Free-text object descriptions:
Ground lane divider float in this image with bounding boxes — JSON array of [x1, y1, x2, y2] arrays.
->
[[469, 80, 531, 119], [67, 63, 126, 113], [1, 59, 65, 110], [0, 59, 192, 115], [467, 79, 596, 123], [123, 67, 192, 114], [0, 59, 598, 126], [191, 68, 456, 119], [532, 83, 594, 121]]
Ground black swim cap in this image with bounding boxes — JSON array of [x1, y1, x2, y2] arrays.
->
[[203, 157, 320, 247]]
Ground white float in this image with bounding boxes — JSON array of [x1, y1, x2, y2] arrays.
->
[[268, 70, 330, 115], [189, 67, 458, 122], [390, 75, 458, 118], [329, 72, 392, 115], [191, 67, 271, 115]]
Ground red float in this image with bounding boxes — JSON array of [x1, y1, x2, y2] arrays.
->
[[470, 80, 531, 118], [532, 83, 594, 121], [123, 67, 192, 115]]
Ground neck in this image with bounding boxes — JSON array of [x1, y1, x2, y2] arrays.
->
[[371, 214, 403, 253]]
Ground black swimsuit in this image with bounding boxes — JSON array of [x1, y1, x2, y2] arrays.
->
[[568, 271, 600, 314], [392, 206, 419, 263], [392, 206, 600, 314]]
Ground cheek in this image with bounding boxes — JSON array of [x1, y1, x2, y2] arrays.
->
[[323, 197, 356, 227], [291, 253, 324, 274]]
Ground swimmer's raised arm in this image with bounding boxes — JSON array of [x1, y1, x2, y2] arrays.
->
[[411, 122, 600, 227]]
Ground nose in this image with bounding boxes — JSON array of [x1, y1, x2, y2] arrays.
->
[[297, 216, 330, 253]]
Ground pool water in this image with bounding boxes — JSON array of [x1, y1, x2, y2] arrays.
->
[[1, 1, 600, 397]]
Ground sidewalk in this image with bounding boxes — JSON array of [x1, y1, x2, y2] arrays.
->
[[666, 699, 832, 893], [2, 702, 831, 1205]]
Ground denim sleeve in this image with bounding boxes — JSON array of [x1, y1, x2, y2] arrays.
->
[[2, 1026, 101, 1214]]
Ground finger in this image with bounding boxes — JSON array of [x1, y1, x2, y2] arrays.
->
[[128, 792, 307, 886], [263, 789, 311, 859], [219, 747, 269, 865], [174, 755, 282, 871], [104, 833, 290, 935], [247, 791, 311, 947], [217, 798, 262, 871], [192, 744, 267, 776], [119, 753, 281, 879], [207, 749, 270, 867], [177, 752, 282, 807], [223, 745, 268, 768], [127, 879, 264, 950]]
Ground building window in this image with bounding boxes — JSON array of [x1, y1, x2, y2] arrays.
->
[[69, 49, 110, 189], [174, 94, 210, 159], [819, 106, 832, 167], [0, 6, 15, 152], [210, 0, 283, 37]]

- **HOW TO COMPLETE THIS TASK**
The lines above that hold the string "float" are to be located and copied.

- **WRITTEN ANSWER**
Ground lane divider float in this image with bounding boxes — JSON array of [x1, y1, x2, y2] arrays.
Ground white float in this image with bounding boxes — JSON array of [x1, y1, x2, y2] arrays.
Ground red float in this image with bounding boxes — JSON array of [x1, y1, x2, y2] arrays.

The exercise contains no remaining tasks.